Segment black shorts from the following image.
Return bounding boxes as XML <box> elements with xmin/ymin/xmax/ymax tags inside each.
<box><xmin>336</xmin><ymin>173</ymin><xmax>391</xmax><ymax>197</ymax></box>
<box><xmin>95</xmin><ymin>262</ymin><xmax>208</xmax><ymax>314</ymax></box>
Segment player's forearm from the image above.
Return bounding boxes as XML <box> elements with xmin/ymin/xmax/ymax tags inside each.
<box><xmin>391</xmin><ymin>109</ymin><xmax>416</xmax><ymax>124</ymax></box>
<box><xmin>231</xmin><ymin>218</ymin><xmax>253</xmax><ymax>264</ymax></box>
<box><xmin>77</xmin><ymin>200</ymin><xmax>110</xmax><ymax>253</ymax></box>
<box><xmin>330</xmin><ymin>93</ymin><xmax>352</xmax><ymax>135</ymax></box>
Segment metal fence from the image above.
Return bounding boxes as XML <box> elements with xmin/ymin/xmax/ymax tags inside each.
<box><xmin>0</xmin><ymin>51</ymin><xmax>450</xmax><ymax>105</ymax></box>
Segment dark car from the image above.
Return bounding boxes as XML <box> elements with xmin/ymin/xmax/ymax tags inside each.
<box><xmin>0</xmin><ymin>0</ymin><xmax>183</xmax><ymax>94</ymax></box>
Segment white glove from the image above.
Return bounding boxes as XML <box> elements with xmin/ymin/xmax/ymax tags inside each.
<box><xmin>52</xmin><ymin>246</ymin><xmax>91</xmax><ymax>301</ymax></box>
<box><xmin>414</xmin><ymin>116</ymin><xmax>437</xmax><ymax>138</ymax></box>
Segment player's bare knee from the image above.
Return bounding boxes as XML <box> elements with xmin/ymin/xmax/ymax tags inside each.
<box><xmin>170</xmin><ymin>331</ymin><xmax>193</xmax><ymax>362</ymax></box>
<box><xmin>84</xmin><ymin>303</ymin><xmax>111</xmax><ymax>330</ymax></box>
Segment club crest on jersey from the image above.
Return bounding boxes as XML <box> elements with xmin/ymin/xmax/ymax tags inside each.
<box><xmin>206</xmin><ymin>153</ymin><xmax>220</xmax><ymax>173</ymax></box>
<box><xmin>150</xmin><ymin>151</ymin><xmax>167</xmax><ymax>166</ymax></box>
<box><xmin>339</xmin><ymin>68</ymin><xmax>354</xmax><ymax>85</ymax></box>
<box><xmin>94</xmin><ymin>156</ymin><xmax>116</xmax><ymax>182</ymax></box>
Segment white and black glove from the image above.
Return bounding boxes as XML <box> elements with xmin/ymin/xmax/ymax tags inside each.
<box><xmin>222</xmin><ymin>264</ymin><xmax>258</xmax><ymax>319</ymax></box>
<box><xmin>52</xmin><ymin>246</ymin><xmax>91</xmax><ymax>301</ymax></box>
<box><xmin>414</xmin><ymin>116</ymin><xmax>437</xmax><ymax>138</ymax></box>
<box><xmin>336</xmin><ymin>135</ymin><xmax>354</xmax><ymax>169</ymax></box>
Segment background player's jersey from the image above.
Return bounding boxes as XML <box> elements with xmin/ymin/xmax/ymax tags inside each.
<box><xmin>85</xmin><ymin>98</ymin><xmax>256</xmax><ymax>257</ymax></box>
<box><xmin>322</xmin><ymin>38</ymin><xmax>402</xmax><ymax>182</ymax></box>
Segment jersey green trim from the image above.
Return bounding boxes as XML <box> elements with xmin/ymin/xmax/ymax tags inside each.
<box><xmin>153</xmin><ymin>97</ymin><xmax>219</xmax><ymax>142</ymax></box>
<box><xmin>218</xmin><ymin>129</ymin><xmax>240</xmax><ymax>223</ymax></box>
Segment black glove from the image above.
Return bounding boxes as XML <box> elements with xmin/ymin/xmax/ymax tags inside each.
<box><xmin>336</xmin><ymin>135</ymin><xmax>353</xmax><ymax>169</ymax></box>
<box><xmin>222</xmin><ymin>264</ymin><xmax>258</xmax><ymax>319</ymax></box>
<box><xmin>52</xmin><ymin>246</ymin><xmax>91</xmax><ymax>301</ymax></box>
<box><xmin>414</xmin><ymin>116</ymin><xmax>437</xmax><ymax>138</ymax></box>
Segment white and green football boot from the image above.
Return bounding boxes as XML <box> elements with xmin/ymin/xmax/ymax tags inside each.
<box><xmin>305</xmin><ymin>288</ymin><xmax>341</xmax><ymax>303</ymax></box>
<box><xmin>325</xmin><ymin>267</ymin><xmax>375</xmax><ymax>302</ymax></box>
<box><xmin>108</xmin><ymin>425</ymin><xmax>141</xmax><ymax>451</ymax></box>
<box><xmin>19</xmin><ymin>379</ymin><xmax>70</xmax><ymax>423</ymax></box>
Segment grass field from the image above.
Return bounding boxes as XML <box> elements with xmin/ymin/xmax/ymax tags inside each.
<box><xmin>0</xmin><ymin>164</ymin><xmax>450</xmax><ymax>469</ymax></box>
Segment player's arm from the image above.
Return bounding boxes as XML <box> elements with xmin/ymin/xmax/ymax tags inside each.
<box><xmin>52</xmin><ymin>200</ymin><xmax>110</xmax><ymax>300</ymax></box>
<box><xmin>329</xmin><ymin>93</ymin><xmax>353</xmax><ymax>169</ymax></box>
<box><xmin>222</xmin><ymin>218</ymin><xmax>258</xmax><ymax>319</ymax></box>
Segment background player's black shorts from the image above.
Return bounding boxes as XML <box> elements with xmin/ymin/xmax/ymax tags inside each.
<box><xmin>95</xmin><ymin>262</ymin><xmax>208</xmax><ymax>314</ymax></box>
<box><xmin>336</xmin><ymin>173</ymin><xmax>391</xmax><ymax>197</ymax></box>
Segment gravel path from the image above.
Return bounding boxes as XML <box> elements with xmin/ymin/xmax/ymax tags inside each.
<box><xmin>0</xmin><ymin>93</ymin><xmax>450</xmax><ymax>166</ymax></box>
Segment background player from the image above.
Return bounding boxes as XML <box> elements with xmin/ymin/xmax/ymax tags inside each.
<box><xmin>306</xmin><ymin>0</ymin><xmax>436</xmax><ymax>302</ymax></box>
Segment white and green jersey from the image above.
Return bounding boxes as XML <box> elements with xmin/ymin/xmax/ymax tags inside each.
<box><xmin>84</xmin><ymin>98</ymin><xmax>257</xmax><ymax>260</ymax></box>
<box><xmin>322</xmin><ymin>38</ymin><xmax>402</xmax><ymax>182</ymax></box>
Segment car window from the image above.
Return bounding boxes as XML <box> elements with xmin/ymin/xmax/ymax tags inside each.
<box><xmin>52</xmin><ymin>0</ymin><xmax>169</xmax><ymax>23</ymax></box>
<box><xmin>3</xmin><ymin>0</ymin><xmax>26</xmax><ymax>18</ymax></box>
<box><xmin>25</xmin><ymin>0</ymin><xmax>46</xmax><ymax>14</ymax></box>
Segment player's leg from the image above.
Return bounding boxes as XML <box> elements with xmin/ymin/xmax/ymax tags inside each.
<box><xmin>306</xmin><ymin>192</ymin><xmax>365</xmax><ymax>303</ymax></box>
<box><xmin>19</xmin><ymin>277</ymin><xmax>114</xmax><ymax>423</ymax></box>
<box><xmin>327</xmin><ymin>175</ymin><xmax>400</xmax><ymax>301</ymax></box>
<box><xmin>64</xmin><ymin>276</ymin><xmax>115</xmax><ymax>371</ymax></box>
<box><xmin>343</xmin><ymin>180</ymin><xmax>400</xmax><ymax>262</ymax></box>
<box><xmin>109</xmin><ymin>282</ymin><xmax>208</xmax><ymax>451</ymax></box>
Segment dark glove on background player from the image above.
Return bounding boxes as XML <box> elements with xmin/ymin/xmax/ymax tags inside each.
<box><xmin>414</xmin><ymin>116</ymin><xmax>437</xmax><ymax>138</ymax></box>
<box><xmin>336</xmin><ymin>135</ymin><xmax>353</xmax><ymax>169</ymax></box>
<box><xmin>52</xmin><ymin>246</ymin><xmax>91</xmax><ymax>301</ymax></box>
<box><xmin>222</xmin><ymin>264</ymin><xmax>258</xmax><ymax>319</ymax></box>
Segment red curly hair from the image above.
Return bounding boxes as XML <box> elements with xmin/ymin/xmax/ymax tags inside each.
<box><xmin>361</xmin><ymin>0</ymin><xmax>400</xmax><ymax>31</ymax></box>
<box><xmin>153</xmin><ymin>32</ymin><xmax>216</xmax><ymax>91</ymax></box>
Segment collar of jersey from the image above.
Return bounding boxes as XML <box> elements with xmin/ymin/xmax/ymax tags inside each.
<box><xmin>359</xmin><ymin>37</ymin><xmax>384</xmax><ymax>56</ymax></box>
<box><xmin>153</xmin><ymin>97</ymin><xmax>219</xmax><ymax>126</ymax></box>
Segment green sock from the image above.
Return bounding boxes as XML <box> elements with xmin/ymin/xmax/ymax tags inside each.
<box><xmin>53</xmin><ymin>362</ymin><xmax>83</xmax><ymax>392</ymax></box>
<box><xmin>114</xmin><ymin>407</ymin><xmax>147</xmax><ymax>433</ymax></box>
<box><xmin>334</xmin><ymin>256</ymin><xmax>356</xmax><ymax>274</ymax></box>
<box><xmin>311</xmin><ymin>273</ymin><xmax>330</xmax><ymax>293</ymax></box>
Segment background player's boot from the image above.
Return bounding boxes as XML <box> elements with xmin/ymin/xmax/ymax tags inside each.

________

§ **YOUR TASK**
Copy every line of the records above that contains the word "jersey", matching case exactly.

§ **EXERCISE RESPONSE**
Segment club crest on jersey from the image above.
Segment background player's jersey from the image above.
Segment jersey green trim from the image above.
Segment white and green jersey from the image above.
Segment collar of jersey from the image above.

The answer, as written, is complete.